**GOAL OF THE EXERCISE**.
Every record must be copied exactly, except that pictures are dropped.

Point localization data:
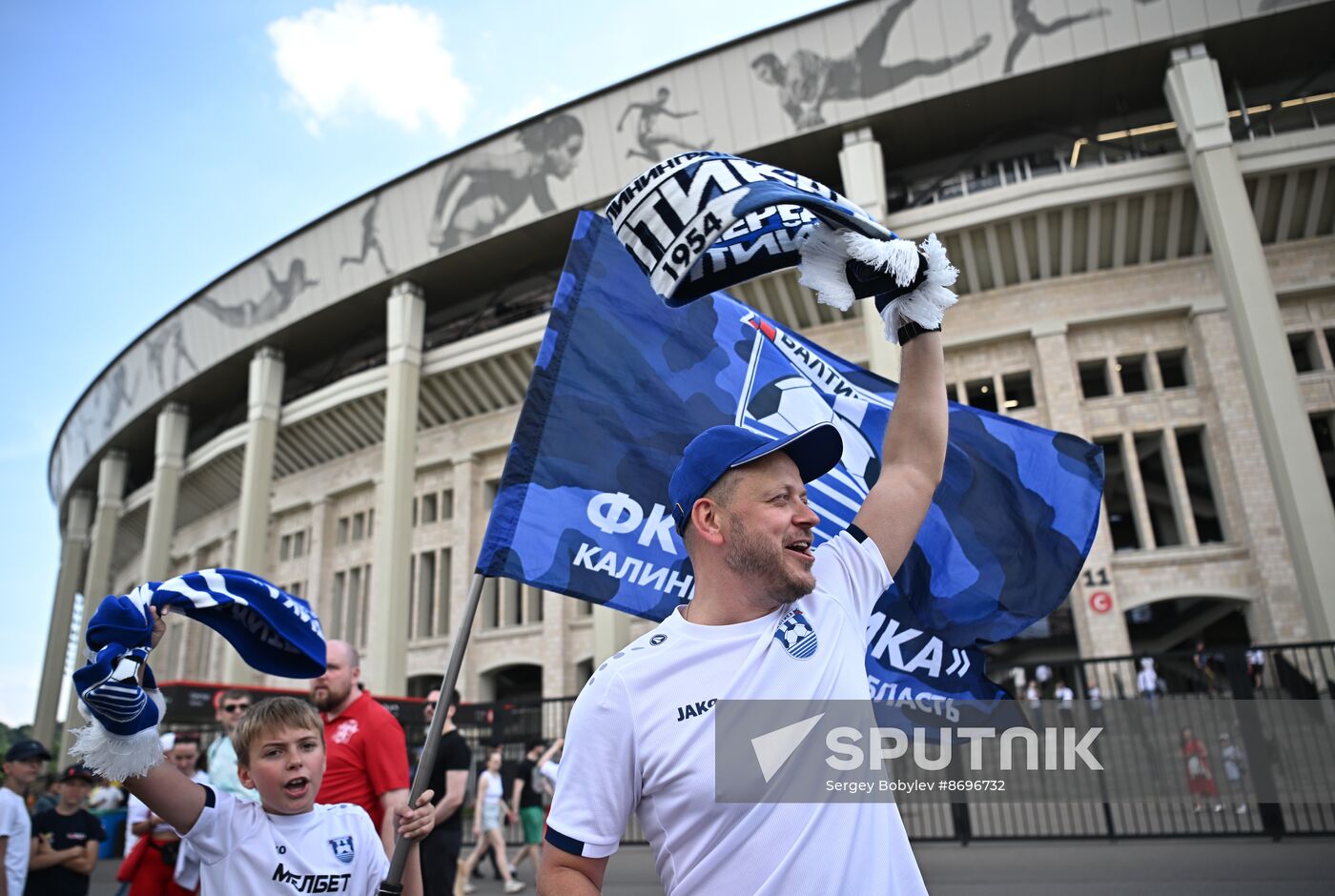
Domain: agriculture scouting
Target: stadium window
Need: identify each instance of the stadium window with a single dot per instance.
(337, 600)
(426, 595)
(354, 605)
(1172, 367)
(413, 599)
(513, 602)
(1117, 497)
(1201, 492)
(1094, 378)
(1131, 369)
(1302, 346)
(442, 617)
(1018, 390)
(366, 603)
(1322, 432)
(533, 597)
(981, 394)
(1159, 499)
(490, 603)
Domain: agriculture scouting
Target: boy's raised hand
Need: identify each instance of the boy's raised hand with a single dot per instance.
(416, 823)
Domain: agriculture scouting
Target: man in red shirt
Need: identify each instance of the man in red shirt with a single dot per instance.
(367, 755)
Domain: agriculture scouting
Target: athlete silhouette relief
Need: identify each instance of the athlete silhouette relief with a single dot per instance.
(117, 394)
(1027, 26)
(269, 306)
(370, 238)
(810, 79)
(483, 192)
(649, 139)
(171, 336)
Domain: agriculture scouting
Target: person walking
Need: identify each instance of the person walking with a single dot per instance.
(486, 826)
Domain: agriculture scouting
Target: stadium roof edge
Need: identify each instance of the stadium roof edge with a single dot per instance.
(411, 173)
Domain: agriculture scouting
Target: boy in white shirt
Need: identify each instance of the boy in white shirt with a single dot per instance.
(286, 842)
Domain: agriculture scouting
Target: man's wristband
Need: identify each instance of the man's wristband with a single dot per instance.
(910, 330)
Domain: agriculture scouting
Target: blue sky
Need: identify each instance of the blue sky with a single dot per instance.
(153, 146)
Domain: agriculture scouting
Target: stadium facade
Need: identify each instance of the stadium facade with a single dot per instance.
(1139, 196)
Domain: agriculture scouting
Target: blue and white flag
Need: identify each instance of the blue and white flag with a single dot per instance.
(623, 383)
(707, 220)
(274, 632)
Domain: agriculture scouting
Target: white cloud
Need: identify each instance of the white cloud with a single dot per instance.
(547, 97)
(384, 59)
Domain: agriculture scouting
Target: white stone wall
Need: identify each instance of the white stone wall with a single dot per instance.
(1170, 305)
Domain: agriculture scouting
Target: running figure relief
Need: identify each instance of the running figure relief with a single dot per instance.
(370, 239)
(277, 299)
(650, 140)
(484, 189)
(810, 79)
(170, 336)
(1027, 26)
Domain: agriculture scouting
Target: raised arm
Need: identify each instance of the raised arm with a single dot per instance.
(84, 860)
(456, 784)
(43, 856)
(564, 873)
(914, 456)
(170, 795)
(390, 802)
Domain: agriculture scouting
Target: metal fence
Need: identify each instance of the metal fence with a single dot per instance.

**WRITTEN RESPONSE**.
Domain: agriculture scouting
Target: stadium window
Need: identify each instance of the stadium window with a single dot per instance.
(337, 600)
(426, 595)
(354, 605)
(1172, 367)
(413, 599)
(513, 602)
(1117, 497)
(1201, 492)
(1094, 378)
(1131, 369)
(1302, 346)
(442, 617)
(1018, 390)
(366, 603)
(1322, 432)
(533, 597)
(981, 394)
(1159, 499)
(490, 603)
Domain: agriculture scouting
Target: boy's raised hand
Need: identify each instance of the boy's raised hand with a single dot per instance.
(416, 823)
Domain: agriculture scouting
Target: man in red shirt
Need: identify each instance of the man in red shirt with a single dot per instance.
(367, 755)
Domain: agriculture scouting
Target: athlete silhouette relief
Need: identify each instance of the athlete silhouette relief with a single dot per instance.
(117, 394)
(1027, 26)
(269, 306)
(370, 238)
(810, 79)
(483, 192)
(649, 139)
(171, 336)
Domain: agriculture scouting
Target: person walking
Need: identify each instance of the person walking with a single dot per instance.
(486, 826)
Domain: agriculture scouting
Target: stadium roof edge
Need: identify each instance of the stadium roof edge with a single dot per instance.
(411, 173)
Domain: agriculture scouting
Target: boy in white shirt
Need: identify each instance of the boy in white shirt with a single dot per instance.
(286, 842)
Domain: agriculture scouting
Target: man's wristband
Need: identify each instance of the man's wristband with a single dot per instance.
(910, 330)
Domain: agriculture scouting
Target: blue sky
Need: identify each instance of the blue sky with a single dot per instance.
(153, 146)
Domain: agriculture scouting
Target: stadium facade
Need: identify each instance of the stadium facade with a single dot per instance.
(1139, 196)
Domain: agriculture scouting
Target: blue and white flag
Need: identify each instance of the blue and white flag with a single dot per instance.
(623, 383)
(707, 220)
(274, 632)
Domain: agriculture scouting
Target: white cloud
Need: identify each instance of the white cloud with a single dot per instance.
(547, 97)
(384, 59)
Domain: agriculture scouting
Target: white stone wall
Need: identify each instance of the white stone wall with a single dot per instance.
(1170, 305)
Domain: agriculture scouting
Target: running figure relief
Need: identify each instance of the running figure relief with a single dot per instance.
(370, 239)
(277, 299)
(650, 140)
(484, 189)
(810, 79)
(170, 336)
(1027, 26)
Domain: agriculture scouting
Target: raised arm
Need: identify each instance of the raised arm with a single dot per instance.
(84, 860)
(456, 784)
(43, 856)
(564, 873)
(914, 456)
(170, 795)
(390, 802)
Domain: agriculture scouting
Target: metal fence
Need: identify each instance of the metal fence with a single dot per instance.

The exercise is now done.